**Try it:**
All records are to be restated exactly, each line as it reads.

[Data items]
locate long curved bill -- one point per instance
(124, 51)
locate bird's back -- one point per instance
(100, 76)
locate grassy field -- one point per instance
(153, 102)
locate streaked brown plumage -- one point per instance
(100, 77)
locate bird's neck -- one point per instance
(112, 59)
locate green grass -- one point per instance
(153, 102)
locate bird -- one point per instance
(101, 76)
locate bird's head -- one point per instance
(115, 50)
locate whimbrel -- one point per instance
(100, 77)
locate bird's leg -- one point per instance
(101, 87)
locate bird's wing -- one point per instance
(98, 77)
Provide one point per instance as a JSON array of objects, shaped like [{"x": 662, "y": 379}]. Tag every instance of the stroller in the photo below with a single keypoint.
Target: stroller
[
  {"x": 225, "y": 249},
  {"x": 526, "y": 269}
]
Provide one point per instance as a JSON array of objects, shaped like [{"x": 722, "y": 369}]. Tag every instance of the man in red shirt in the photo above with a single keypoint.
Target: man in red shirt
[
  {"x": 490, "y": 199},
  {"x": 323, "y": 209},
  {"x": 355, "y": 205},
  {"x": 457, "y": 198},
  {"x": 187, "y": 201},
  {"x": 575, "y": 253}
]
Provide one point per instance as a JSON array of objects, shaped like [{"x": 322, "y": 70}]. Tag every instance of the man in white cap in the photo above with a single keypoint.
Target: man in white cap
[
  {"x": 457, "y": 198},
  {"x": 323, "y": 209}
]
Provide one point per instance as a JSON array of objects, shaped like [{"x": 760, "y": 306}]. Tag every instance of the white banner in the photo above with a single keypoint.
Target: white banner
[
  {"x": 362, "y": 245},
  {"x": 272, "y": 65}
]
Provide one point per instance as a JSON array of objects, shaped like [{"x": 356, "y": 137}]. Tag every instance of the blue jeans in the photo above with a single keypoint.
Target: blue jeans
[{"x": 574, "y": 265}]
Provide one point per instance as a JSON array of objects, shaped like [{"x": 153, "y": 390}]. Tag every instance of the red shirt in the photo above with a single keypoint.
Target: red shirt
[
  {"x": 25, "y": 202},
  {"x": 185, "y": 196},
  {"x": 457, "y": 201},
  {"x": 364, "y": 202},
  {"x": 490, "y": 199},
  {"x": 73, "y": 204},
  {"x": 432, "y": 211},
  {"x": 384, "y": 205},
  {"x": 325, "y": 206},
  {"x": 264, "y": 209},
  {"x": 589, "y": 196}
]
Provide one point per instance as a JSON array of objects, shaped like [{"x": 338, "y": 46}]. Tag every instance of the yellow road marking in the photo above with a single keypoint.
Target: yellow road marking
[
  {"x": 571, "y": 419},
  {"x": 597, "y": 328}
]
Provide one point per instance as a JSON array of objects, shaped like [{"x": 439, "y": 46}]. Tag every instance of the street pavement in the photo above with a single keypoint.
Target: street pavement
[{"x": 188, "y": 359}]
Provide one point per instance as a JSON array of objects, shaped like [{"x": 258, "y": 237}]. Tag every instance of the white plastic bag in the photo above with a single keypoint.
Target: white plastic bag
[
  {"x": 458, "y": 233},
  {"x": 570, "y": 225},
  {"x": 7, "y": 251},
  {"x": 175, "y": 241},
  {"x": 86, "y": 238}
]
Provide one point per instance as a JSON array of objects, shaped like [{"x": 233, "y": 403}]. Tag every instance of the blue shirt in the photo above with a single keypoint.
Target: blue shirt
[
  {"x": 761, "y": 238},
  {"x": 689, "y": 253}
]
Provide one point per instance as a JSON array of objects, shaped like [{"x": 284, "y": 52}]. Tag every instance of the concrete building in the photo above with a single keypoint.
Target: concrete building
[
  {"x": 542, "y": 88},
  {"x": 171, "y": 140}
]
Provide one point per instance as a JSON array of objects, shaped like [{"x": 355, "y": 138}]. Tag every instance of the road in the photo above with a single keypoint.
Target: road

**Written answer:**
locate long curved bill -- one point per instance
(124, 51)
locate bird's back -- one point per instance
(100, 76)
locate grassy field -- one point per instance
(153, 102)
locate streaked brown plumage -- one point per instance
(100, 77)
locate bird's neck -- one point per instance
(112, 59)
locate green grass -- one point per instance
(153, 102)
locate bird -- one point per instance
(101, 76)
locate bird's head -- one point per instance
(115, 50)
locate whimbrel -- one point per instance
(100, 77)
locate bird's leg -- one point per instance
(101, 87)
locate bird's wing -- one point per instance
(98, 77)
Provide one point per instance as a JSON array of objects, shaped like [{"x": 662, "y": 379}]. Tag every instance of the stroller in the photo below with a single keypoint.
Target: stroller
[
  {"x": 225, "y": 249},
  {"x": 526, "y": 269}
]
Provide one point per instance as a JSON array of objects, shaped like [{"x": 722, "y": 369}]. Tag every instance of the man in red shirt in the photo above with a single keypoint.
Target: man in red shirt
[
  {"x": 490, "y": 199},
  {"x": 323, "y": 209},
  {"x": 355, "y": 205},
  {"x": 457, "y": 198},
  {"x": 187, "y": 201},
  {"x": 575, "y": 253}
]
Provide one point per instance as a JSON array of objects, shaped like [{"x": 322, "y": 70}]. Tag every instance of the man in white cap in the photo above with a single keypoint.
Target: man in white cap
[
  {"x": 457, "y": 198},
  {"x": 323, "y": 209}
]
Provide one point per instance as a JSON array of objects, shaped like [{"x": 760, "y": 306}]. Tag every instance of the white banner in the photo above with a single keypoint.
Target: white banner
[
  {"x": 362, "y": 245},
  {"x": 272, "y": 65}
]
Provide one point per instance as a JSON array of objects, shaped like [{"x": 356, "y": 137}]. Tag every instance of the blue jeans in the photo above with a single keypoint.
Target: blue jeans
[{"x": 574, "y": 265}]
Provide one point per instance as a JSON array of objects, shaped like [{"x": 153, "y": 390}]. Tag every instance of the red shirt in the photo above with a single keypoint.
Target: red shirt
[
  {"x": 25, "y": 202},
  {"x": 185, "y": 196},
  {"x": 457, "y": 201},
  {"x": 364, "y": 202},
  {"x": 490, "y": 199},
  {"x": 73, "y": 204},
  {"x": 432, "y": 211},
  {"x": 384, "y": 205},
  {"x": 325, "y": 206},
  {"x": 264, "y": 209},
  {"x": 589, "y": 196}
]
Provide one point per instance as a JSON array of objects, shaped like [{"x": 338, "y": 46}]. Tag every instance of the yellow road marking in the photo above with a single keypoint.
Target: yellow road marking
[
  {"x": 571, "y": 419},
  {"x": 597, "y": 328}
]
Provide one point per instance as a JSON array of objects, shaped like [{"x": 439, "y": 46}]. Tag every instance of the street pavement in the photo above with a single keypoint.
Target: street pavement
[{"x": 188, "y": 359}]
Provide one point per instance as a JSON array of objects, shaped like [{"x": 258, "y": 237}]. Tag every instance of the white plastic bag in the photo above with a single keypoint.
Target: white plastic bag
[
  {"x": 458, "y": 233},
  {"x": 570, "y": 225},
  {"x": 7, "y": 251},
  {"x": 175, "y": 241},
  {"x": 86, "y": 238}
]
Provide one point per instance as a JSON array of objects, shaped like [{"x": 233, "y": 403}]. Tag every instance of the blue shirt in the photo above with a single keypoint.
Target: blue shirt
[
  {"x": 761, "y": 238},
  {"x": 689, "y": 253}
]
Provide one point per instance as a JSON array of objects, shaped like [{"x": 284, "y": 52}]. Tag every instance of the concrete building in the photo above with a single keypoint.
Target: concrete building
[
  {"x": 542, "y": 88},
  {"x": 171, "y": 140}
]
Provide one point per instance as a JSON array of objects, shaped like [{"x": 355, "y": 138}]. Tag every instance of the road in the photo above with a single keypoint.
Target: road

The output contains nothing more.